▸ PROBLEM DETAILS:
Rewrite all of the data below as a two-column CSV headed text and answer, with one row for each text and its answer. Enclose every value in double quotes as a single field, and replace any line breaks with spaces.

----

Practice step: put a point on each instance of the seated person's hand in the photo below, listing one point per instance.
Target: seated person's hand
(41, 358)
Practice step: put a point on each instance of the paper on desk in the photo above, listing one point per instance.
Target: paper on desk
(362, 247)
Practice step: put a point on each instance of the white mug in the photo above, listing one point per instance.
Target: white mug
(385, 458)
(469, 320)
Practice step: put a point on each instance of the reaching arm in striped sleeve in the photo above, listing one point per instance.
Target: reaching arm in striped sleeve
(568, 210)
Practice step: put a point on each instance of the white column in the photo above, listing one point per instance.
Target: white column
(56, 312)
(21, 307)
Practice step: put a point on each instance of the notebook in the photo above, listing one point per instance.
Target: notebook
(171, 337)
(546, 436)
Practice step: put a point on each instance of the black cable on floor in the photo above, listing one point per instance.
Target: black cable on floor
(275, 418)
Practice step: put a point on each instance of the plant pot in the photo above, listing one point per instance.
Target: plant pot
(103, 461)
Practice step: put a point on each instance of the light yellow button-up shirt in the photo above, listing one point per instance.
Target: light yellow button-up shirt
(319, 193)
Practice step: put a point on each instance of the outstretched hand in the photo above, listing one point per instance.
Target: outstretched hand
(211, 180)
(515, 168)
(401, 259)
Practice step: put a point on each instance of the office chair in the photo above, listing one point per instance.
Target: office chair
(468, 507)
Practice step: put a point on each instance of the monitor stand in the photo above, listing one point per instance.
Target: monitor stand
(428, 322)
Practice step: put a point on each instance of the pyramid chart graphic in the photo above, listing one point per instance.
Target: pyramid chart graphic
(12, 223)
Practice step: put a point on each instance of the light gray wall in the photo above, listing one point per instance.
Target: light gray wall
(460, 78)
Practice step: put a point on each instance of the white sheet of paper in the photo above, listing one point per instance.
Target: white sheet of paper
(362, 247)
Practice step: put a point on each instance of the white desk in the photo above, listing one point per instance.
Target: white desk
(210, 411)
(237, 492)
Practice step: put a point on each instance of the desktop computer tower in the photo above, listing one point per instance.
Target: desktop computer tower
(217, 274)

----

▸ ANSWER FOR THIS EXERCISE:
text,answer
"Practice step: put a point on each instance of the seated person's hand in the photo below, listing one point per instance. Target: seated person's hand","(41, 358)"
"Practice step: put a point on each instance of the paper on desk in the photo above, listing one point per instance. Target: paper on desk","(362, 247)"
"Practice step: put a point on each instance of the white mug in the photo above, listing one point per instance. Target: white mug","(385, 458) (469, 320)"
"Practice step: put a point on each instance of the reaching arm in striped sleeve in the photo above, listing one point per instance. Target: reaching arm in striped sleeve","(568, 210)"
"Practice step: put a point on each instance of the white column in the photo above, listing one point per instance. Target: white column","(56, 312) (21, 307)"
"Practice step: put a point on each instance of the notebook in the photo above, listing one point per instance. Target: notebook","(171, 337) (546, 436)"
"Practice step: put a point on each instance of the black cable on floor in the photo above, listing one point per instance. Target: black cable on floor","(275, 418)"
"Practice step: put a point on each instance of the plant pot in the photo above, listing one point per instance. Target: plant pot","(103, 461)"
"Practice step: put a point on each instance of the light yellow button-up shirt in the photo above, listing one point per instance. Target: light yellow button-up shirt","(319, 193)"
"Practice step: put a point on each instance of the outstretched hand in the photo above, listing one point per instance. Target: outstretched hand","(211, 180) (515, 168) (401, 259)"
"Practice step: put a point on each instance of the office chair in the photo above, listing one point per instance. Target: office chair","(468, 507)"
"Practice step: put a point on each instance of the monitor stand in the photo above, listing one point per instance. Target: monitor stand","(428, 322)"
"Practice step: put a point on each instance of the pyramid chart graphic in the photo above, listing one point per instance. Target: pyramid chart graphic","(12, 223)"
"Practice step: put a point on each instance of the light gray wall in the photo above, listing one point per instance. Target: light gray wall","(460, 78)"
"Practice step: put a point on each instance of the white sheet of paper in the photo above, listing one point per instance. Target: white sheet of paper","(362, 247)"
"Practice step: put a point on each instance of the white desk in the photo above, listing one point per instance. Target: white desk","(210, 411) (237, 492)"
"Practice step: put a point on each instance of the desktop computer tower in the photo above, listing one point per instance. Target: desktop computer tower","(217, 274)"